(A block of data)
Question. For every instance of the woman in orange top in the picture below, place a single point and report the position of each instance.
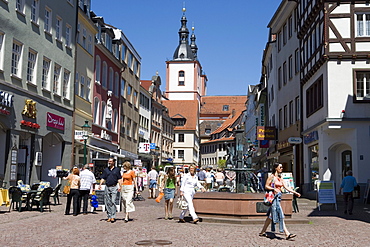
(128, 183)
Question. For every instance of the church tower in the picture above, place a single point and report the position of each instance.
(185, 79)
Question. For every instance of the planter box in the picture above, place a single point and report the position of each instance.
(248, 205)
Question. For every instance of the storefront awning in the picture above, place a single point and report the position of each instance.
(105, 151)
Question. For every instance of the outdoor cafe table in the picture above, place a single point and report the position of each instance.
(4, 197)
(29, 194)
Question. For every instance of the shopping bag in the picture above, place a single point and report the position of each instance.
(159, 197)
(182, 203)
(269, 198)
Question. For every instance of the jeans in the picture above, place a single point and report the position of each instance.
(84, 197)
(348, 201)
(110, 195)
(75, 194)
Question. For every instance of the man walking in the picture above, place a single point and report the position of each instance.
(152, 177)
(348, 185)
(112, 177)
(87, 180)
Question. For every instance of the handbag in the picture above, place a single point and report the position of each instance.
(356, 192)
(269, 198)
(182, 203)
(67, 188)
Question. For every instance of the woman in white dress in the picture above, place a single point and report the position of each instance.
(187, 190)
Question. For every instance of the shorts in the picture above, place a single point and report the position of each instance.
(153, 184)
(169, 193)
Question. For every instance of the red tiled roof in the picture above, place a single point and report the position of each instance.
(213, 105)
(220, 140)
(146, 84)
(189, 109)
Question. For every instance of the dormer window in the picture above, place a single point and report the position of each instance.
(181, 78)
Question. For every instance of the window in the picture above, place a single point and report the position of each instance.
(20, 6)
(111, 78)
(297, 109)
(58, 28)
(314, 97)
(284, 73)
(45, 73)
(362, 85)
(88, 89)
(128, 127)
(116, 84)
(56, 79)
(105, 74)
(290, 72)
(16, 56)
(97, 69)
(297, 61)
(180, 154)
(181, 138)
(2, 35)
(285, 116)
(363, 24)
(82, 87)
(68, 35)
(284, 34)
(96, 110)
(47, 20)
(66, 77)
(279, 77)
(35, 11)
(32, 55)
(181, 78)
(291, 112)
(123, 82)
(290, 26)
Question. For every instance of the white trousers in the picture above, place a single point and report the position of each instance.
(189, 199)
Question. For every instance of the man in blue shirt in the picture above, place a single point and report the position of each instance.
(348, 185)
(112, 177)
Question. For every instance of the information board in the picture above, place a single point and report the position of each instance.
(326, 193)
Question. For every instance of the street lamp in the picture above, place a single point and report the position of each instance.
(86, 128)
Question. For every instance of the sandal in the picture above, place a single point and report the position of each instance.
(262, 234)
(290, 236)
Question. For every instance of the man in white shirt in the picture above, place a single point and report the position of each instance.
(87, 180)
(152, 177)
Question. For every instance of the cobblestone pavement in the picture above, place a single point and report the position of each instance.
(32, 228)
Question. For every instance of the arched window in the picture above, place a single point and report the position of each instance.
(97, 69)
(115, 120)
(181, 78)
(96, 110)
(110, 86)
(105, 74)
(103, 112)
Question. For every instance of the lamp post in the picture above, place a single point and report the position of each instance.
(86, 128)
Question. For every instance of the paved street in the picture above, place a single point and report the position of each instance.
(325, 228)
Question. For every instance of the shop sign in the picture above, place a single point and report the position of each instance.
(266, 133)
(311, 137)
(105, 135)
(55, 121)
(144, 147)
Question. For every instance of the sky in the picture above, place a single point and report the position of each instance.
(230, 35)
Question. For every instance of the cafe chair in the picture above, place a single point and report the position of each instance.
(55, 194)
(16, 198)
(43, 199)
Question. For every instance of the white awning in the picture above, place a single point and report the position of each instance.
(111, 153)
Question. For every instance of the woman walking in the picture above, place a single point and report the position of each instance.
(187, 190)
(275, 213)
(74, 180)
(128, 184)
(169, 188)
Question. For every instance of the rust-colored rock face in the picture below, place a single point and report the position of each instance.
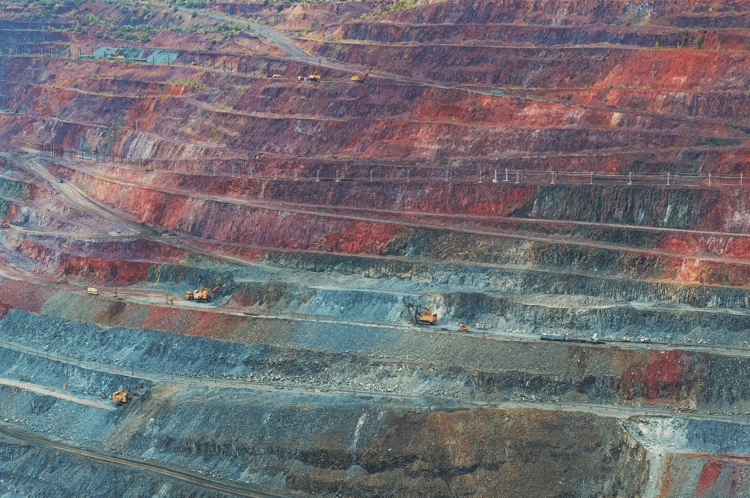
(562, 183)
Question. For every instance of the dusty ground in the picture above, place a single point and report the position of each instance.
(564, 168)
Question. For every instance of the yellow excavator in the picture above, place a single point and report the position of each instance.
(202, 295)
(124, 396)
(360, 77)
(426, 317)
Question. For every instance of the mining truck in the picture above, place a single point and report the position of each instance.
(202, 295)
(360, 77)
(426, 317)
(124, 396)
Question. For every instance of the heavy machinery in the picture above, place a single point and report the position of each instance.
(124, 396)
(426, 317)
(202, 295)
(360, 77)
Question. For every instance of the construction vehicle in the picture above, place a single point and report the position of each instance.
(202, 295)
(360, 77)
(310, 77)
(426, 317)
(124, 396)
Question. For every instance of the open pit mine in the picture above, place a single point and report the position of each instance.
(392, 248)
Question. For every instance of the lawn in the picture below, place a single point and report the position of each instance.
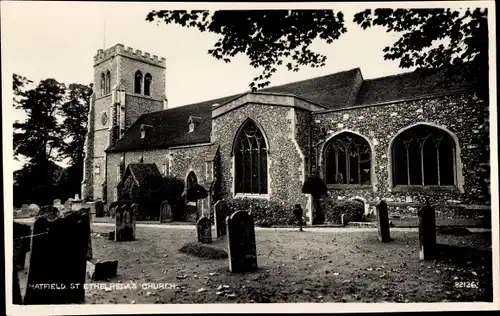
(342, 265)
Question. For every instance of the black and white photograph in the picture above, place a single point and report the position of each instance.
(249, 157)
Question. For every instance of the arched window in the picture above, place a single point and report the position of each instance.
(103, 84)
(191, 181)
(138, 82)
(147, 84)
(108, 82)
(423, 155)
(347, 160)
(250, 158)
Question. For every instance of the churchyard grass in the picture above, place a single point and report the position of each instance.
(346, 265)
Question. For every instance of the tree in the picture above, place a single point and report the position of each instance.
(75, 112)
(272, 37)
(269, 38)
(74, 127)
(437, 39)
(39, 137)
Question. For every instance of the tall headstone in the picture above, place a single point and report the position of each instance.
(125, 223)
(204, 230)
(22, 244)
(383, 222)
(427, 232)
(99, 208)
(242, 250)
(166, 214)
(62, 242)
(221, 211)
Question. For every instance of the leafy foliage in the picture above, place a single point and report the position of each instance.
(435, 39)
(429, 38)
(40, 135)
(75, 112)
(353, 210)
(54, 129)
(269, 38)
(197, 192)
(315, 186)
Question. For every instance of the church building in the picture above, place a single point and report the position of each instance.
(403, 138)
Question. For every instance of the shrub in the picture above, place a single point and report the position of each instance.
(203, 251)
(265, 213)
(353, 211)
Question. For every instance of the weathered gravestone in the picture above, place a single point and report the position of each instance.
(103, 270)
(112, 209)
(242, 250)
(49, 211)
(33, 209)
(166, 214)
(204, 230)
(221, 211)
(85, 217)
(427, 232)
(99, 208)
(58, 205)
(22, 243)
(57, 263)
(17, 298)
(125, 223)
(383, 222)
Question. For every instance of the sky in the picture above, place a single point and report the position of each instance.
(59, 39)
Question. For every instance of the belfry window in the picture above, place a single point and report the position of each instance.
(422, 156)
(147, 84)
(108, 83)
(250, 158)
(137, 82)
(103, 84)
(347, 160)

• GOAL: Retype every one of the records above line for line without any alteration, and leave the pictures out of your copy.

• EXERCISE SOLUTION:
Question. For every instance of the woman in orange top in the picture below, place a single point and report the position of each instance.
(128, 183)
Question. For every instance of the church tower in the picture above, place a single point and report the position of each instance.
(185, 79)
Question. For every instance of the planter box in the picture above, place a single point and report the position of each instance.
(248, 205)
Question. For every instance of the storefront awning in the picture above, place a single point and report the position of each instance.
(105, 151)
Question. For every instance of the outdoor cafe table in the picture above, place a single point and report the position of each instance.
(4, 197)
(29, 194)
Question. For every instance of the shopping bag in the picture above, place a single point and report the position of each instance.
(159, 197)
(182, 203)
(269, 198)
Question. For every instance of the jeans in the picture above, place a single point and report the position of each instance.
(84, 197)
(348, 201)
(110, 195)
(75, 194)
Question. For every instance of the man walking in the picture above, place a single point and report the position of each instance.
(152, 177)
(348, 185)
(112, 177)
(87, 180)
Question. For every instance of the handbag in the picture above, place a single point and report the position of each instance.
(356, 192)
(269, 198)
(182, 203)
(67, 188)
Question. For every instance of the woman in white dress in the picture above, place a single point and report the position of each instance.
(187, 190)
Question. For every instance of the shorts in the picture above, place a single point and report the position of each instance.
(153, 184)
(169, 193)
Question. For every instance of the red tiled roof in the picture above, place a single point and report the position of each instance.
(213, 105)
(220, 140)
(146, 84)
(189, 109)
Question. For every instance of the dormer window in the picture above, place a single point and report the position of each instance.
(181, 78)
Question. For every instance of the window in the picture above, place a single point and report the position of each instance.
(20, 6)
(111, 78)
(297, 109)
(58, 28)
(314, 97)
(284, 73)
(45, 73)
(362, 85)
(88, 89)
(128, 127)
(116, 84)
(56, 79)
(105, 74)
(290, 72)
(16, 56)
(97, 69)
(297, 61)
(180, 154)
(181, 138)
(2, 35)
(285, 116)
(363, 24)
(82, 87)
(68, 35)
(284, 34)
(96, 110)
(47, 20)
(66, 77)
(279, 77)
(35, 11)
(32, 55)
(181, 78)
(291, 112)
(123, 82)
(290, 26)
Question. For every instance of the white trousers in the picture above, place a single point and report the position of each instance.
(189, 199)
Question. For every instance of the man in blue shirt in the picture above, place a single point and report the position of each instance.
(348, 185)
(112, 177)
Question. For every instance of the information board in the picture above, place a single point and report the position of each instance.
(326, 193)
Question. For every instance of the street lamp in the picture above, place a single point and report the position of each instance.
(86, 128)
Question. For every instance of the sandal in the picture above, place a single point and report the position of each instance.
(262, 234)
(290, 236)
Question. For every instance of the man in white shirt in the picture above, place a single point and report the position of each instance.
(87, 180)
(152, 177)
Question. For every instance of the cobblestone pavement in the picture above, place a single point and report the position of each instance.
(32, 228)
Question. For every instance of the arched window in the picture above, place a single point and report the position of each instance.
(97, 69)
(115, 120)
(181, 78)
(96, 110)
(110, 86)
(105, 74)
(103, 112)
Question. For every instance of the lamp post in the picture above, place a single point and report the position of each instance.
(86, 128)
Question. For every instance of the paved street in the picture above, place a single point and report the position of each instance.
(325, 228)
Question. For every instance of the shop sign in the picture above, place a single point and report the position of each instance.
(266, 133)
(311, 137)
(105, 135)
(55, 121)
(144, 147)
Question. For every instance of the sky in the picture above, place a single point and report the position of each instance.
(230, 35)
Question. For every instance of the cafe chair in the picture above, place a single point and report the position of each instance.
(55, 194)
(16, 198)
(43, 199)
Question. For every instance of the white awning in the picture above, place a single point and report the position of each instance.
(111, 153)
Question. For every instance of the woman walking in the picture above, place a single point and report the position of each instance.
(187, 190)
(275, 213)
(74, 180)
(128, 184)
(169, 188)
Question. For every instance of the rust-colored rock face in the picture below, place a single point and report the position of each instance.
(562, 183)
Question. For every instance of the dusty ground in the picture above, place a single point and report the position of each instance.
(564, 168)
Question. For every instance of the yellow excavator in the picture above, place a single point and report the position of each instance.
(202, 295)
(124, 396)
(360, 77)
(426, 317)
Question. For every instance of the mining truck in the picture above, place a single point and report the position of each instance.
(202, 295)
(360, 77)
(426, 317)
(124, 396)
Question. For every instance of the heavy machinery in the picture above, place a single point and report the position of each instance.
(124, 396)
(426, 317)
(202, 295)
(360, 77)
Question. For every instance of the construction vehicle in the picture above, place a single point and report the position of each instance.
(202, 295)
(360, 77)
(310, 77)
(426, 317)
(124, 396)
Question. For every instance of the open pit mine in the picture above, place a single point and report the position of each instance.
(392, 248)
Question. For every instance of the lawn in the picture below, place a single point and report the position of each instance.
(342, 265)
Question. For every instance of the black and white photograph in the picture above, place a single point and report the position of each instance.
(249, 157)
Question. For every instance of the arched window in the picture above, place a single point and report the position of each instance.
(103, 84)
(191, 181)
(138, 82)
(147, 84)
(108, 82)
(423, 155)
(347, 160)
(250, 158)
Question. For every instance of the churchyard grass in the picture above, place a single point and report the position of each instance.
(346, 265)
Question. For every instance of the tree in the picture above, place a single point and report the position of each instance.
(75, 112)
(272, 37)
(269, 38)
(74, 127)
(437, 39)
(39, 137)
Question. For every instance of the tall headstone in the picture above, place a single point and report the position of each instance.
(125, 223)
(204, 230)
(22, 244)
(383, 222)
(427, 232)
(99, 208)
(242, 250)
(166, 214)
(62, 242)
(221, 211)
Question. For every instance of the leafy foliage in the picture above, place a single point and report the position of each instance.
(435, 39)
(429, 38)
(40, 135)
(75, 112)
(353, 210)
(54, 129)
(269, 38)
(197, 192)
(315, 186)
Question. For every instance of the church building in the picture above, place a single point and report the position of each instance.
(403, 138)
Question. For every instance of the shrub in the picture above, place a single point and report the position of each instance.
(203, 251)
(265, 213)
(353, 211)
Question. For every instance of the weathered gravestone in the picture above, place a single point and report the position of each instance.
(103, 270)
(112, 209)
(242, 250)
(49, 211)
(33, 209)
(166, 214)
(204, 230)
(221, 211)
(85, 217)
(427, 232)
(99, 208)
(58, 205)
(22, 243)
(57, 263)
(17, 298)
(125, 223)
(383, 222)
Question. For every instance of the sky in the picture above, place a single point and report the position of each instance.
(59, 39)
Question. For every instance of the belfry window in the picture above, place a single point and report the position of each instance.
(422, 156)
(147, 84)
(108, 83)
(250, 158)
(137, 82)
(103, 84)
(347, 160)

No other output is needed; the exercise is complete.